**WORK INSTRUCTION:** Return only the lines of the listing below that run from the line with "positive clicks: (936, 723)" through the line with "726L911 732L930 737L945", both ends included, exactly as written.
_____
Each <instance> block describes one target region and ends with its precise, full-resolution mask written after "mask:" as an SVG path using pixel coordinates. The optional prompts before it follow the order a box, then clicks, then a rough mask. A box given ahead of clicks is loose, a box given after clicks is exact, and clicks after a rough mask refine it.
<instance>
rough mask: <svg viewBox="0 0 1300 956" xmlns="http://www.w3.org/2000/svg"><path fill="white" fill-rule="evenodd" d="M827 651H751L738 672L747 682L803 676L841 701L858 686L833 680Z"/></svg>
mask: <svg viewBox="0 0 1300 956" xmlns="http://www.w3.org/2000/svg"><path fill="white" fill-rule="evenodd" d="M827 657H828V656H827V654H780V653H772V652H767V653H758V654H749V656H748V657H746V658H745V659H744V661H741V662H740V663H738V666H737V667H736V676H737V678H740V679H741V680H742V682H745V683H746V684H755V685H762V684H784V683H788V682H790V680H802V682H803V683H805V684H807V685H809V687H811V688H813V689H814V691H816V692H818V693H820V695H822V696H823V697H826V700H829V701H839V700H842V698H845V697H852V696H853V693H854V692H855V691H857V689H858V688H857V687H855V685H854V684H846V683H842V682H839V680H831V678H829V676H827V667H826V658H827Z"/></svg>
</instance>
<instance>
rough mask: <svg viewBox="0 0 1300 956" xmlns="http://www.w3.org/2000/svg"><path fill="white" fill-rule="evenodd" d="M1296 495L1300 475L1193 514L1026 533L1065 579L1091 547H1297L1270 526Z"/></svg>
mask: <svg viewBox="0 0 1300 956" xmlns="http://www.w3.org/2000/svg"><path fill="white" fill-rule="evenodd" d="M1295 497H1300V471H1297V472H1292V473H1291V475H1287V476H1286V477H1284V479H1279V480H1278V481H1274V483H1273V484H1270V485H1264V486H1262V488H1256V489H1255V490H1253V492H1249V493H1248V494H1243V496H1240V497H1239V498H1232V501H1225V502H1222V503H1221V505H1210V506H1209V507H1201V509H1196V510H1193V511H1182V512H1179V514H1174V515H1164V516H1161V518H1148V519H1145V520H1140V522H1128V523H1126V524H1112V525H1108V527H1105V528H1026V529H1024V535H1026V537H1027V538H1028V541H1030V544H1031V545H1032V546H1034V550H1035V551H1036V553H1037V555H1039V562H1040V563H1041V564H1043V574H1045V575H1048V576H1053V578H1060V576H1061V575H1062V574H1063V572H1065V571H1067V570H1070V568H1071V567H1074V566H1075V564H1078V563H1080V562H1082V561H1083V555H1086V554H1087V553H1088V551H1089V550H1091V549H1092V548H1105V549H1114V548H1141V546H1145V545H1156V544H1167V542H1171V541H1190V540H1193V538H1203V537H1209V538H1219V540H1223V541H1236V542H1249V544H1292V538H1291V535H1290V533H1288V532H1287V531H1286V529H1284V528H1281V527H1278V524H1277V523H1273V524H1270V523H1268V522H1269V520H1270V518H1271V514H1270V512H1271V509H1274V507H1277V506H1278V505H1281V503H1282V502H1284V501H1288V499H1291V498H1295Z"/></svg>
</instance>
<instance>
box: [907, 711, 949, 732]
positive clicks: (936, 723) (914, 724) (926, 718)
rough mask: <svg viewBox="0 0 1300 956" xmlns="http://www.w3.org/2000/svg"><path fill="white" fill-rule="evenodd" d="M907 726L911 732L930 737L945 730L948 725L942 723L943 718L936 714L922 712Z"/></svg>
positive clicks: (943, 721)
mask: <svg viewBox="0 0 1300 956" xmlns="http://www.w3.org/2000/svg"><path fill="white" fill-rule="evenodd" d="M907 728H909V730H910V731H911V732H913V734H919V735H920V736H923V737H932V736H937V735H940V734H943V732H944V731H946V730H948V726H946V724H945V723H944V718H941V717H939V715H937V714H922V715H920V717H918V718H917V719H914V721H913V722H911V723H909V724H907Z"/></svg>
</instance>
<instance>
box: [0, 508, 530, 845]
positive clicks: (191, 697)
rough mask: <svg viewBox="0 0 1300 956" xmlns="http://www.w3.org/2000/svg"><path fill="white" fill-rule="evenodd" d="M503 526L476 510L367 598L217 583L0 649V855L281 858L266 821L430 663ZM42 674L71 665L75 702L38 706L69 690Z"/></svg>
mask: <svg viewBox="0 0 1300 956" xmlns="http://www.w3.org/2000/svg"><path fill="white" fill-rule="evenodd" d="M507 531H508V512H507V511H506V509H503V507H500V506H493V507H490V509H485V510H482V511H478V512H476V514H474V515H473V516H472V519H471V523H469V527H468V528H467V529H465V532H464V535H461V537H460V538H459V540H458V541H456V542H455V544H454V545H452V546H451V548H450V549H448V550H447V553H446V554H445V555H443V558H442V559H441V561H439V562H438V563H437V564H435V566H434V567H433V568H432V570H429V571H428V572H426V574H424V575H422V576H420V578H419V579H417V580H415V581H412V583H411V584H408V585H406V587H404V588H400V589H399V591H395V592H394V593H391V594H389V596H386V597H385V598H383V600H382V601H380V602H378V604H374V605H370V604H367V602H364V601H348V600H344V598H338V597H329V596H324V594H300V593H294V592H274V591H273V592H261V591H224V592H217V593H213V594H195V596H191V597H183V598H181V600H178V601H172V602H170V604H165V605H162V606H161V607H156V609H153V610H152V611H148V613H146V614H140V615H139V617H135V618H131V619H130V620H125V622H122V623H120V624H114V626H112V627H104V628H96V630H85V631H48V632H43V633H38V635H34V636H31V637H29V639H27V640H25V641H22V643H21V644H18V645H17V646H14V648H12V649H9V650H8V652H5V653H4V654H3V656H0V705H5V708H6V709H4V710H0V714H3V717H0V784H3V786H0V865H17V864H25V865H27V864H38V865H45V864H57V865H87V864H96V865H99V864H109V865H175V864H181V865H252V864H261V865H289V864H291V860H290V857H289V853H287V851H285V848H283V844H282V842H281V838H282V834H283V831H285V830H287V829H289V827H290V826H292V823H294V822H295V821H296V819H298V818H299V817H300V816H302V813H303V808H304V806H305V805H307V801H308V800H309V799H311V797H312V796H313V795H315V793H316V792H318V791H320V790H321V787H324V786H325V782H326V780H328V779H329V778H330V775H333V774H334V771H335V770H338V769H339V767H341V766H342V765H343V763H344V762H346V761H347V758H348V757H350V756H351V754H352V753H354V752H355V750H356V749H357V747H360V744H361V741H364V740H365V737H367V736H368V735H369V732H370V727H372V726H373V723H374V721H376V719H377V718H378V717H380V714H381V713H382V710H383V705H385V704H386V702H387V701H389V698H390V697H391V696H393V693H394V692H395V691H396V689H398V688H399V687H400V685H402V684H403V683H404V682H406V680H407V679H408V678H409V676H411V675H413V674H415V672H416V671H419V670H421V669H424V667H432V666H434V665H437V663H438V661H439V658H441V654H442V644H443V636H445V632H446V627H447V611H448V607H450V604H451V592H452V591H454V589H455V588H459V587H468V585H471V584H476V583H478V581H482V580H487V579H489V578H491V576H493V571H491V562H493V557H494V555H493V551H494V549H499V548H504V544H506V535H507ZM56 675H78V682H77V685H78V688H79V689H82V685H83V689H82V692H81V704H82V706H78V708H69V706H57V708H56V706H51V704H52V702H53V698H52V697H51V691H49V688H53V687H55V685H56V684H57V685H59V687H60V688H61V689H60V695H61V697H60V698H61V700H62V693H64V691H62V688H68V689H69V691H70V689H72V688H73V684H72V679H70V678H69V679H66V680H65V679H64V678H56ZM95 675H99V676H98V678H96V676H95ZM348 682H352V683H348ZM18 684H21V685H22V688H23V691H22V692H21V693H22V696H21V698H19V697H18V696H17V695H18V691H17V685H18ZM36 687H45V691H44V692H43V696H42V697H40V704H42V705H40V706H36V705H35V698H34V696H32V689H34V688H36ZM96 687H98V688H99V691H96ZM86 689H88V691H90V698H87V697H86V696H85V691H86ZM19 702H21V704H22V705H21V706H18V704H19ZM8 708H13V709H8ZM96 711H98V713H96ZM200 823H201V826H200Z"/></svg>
_____
**SOLUTION FOR THIS TASK:**
positive clicks: (936, 723) (914, 724) (926, 718)
rough mask: <svg viewBox="0 0 1300 956" xmlns="http://www.w3.org/2000/svg"><path fill="white" fill-rule="evenodd" d="M907 726L911 732L930 737L945 730L948 725L942 723L943 718L936 714L922 712Z"/></svg>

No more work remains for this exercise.